== Reading passage ==
-=-=-=-=-

Private companies are coming up with ways of developing Artificial intelligence so that human intelligence remains dormant. In social media, Google and Facebook are making communication easy through automatic facial recognition and smart reply of texts. However, Elon Musk believes artificial intelligence is getting out of hand.
Elon Musk and other tech gurus have funded a company called OpenAi. OpenAi is a research company launched last week on Friday with the goal of advancing artificial intelligence. The field is promising but controversial because of concerns about how machines equipped with the technology could interact with humans.
“It’s hard to fathom how much human-level AI could benefit society, and it’s equally hard to imagine how much it could damage society if built or used incorrectly,” the organization said in a statement. “It’s hard to predict when human-level AI might come within reach. When it does, it’ll be important to have a leading research institution which can prioritize a good outcome for all over its own self-interest.”
Elon Musk, Altman and Thiel’s interest in AI is important because the three already have a hand in building the future. Musk helped launch mobile payments as a PayPal co-founder in 1998. Now he’s upending modern transportation as the CEO of electric-car maker Tesla and private space company SpaceX. As president of Y Combinator, Altman has helped launch startups including Airbnb, Dropbox and Twitch. Thiel, a major Silicon Valley investor, was a co-founder at PayPal and an early investor in Facebook. In other words, the technology they touch tends to make a splash.

-=-=-=-=-

== Study material ==

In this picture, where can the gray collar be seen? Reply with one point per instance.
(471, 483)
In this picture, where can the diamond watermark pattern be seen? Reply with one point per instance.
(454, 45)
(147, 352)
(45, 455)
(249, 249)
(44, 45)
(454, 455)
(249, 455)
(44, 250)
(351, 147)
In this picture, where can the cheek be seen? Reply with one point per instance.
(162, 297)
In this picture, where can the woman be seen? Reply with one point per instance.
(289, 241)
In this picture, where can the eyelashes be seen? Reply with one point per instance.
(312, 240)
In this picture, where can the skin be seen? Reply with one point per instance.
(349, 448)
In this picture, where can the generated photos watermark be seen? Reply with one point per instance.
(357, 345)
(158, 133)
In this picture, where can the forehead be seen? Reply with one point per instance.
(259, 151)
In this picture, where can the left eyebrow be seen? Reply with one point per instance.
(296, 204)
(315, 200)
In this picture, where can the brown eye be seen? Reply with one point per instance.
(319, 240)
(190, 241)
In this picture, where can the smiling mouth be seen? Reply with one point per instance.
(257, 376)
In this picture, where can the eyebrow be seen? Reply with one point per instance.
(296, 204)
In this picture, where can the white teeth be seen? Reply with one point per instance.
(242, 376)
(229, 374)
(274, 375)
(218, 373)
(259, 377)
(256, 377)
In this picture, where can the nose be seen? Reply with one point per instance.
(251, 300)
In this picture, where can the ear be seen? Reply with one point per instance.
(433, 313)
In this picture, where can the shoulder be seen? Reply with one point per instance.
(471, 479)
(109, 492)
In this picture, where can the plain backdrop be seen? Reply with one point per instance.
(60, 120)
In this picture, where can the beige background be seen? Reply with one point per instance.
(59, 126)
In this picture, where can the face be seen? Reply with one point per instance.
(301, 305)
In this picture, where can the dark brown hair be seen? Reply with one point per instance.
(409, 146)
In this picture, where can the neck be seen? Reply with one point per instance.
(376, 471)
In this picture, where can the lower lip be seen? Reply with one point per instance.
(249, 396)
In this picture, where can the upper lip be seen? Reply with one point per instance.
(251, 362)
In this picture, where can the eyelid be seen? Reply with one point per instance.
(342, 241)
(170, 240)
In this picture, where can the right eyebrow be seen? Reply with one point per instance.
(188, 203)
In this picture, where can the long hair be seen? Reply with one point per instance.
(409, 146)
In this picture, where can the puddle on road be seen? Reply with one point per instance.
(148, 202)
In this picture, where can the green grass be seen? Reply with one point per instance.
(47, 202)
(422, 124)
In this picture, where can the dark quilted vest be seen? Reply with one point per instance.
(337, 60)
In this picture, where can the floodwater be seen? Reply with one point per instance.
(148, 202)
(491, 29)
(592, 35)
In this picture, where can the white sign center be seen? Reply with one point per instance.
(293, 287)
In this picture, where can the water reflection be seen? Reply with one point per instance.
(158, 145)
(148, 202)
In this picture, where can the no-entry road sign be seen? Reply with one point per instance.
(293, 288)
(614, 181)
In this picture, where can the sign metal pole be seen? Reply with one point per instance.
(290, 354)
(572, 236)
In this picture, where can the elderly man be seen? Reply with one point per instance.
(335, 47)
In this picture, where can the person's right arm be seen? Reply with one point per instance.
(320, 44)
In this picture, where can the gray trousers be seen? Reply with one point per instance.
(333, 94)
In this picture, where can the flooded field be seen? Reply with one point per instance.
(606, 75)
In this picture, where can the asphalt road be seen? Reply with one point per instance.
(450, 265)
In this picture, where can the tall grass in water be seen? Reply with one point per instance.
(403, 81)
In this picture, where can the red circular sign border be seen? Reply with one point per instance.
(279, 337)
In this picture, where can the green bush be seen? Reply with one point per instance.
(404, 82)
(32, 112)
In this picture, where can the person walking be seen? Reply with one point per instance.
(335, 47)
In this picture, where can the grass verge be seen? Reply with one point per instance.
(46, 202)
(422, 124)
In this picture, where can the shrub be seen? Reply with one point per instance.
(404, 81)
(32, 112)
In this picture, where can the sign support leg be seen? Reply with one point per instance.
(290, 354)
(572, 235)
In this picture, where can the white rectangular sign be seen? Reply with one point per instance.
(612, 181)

-=-=-=-=-

== Tasks to perform ==
• A. How would you put this sentence from the OpenAi article into Spanish: "Thiel, a major Silicon Valley investor, was a co-founder at PayPal and an early investor in Facebook."?
• B. Could you carry on the OpenAi article from the point where it stops?
The rows are not needed for any of the work here.

== Responses for each task ==
• A. Thiel, un importante inversor de Silicon Valley, fue cofundador de PayPal y uno de los primeros inversores de Facebook.

• B.
“As a nonprofit, our aim is to build value for everyone rather than shareholders,” the statement says. It also notes that researchers will be encouraged to share their work openly and all patents the organization gains will be shared with the world.
In motor industry, Toyota plans to invest $1 billion on artificial intelligence and robotics research over the next five years. In addition, Samsung is already making huge strides in artificial intelligence.
“One can imagine such technology outsmarting financial markets, out-inventing human researchers, out-manipulating human leaders, and developing weapons we cannot even understand,” Hawking said. “Whereas the short-term impact of AI depends on who controls it, the long-term impact depends on whether it can be controlled at all.”
Many scientists are worried about AI getting out of hand. AI experts around the globe signed an open letter issued in January by the Future of Life Institute that pledges to safely and carefully coordinate progress in the field.
“It’s hard to predict when human-level AI might come within reach,” the organization’s announcement said. “When it does, it’ll be important to have a leading research institution which can prioritize a good outcome for all over its own self-interest.”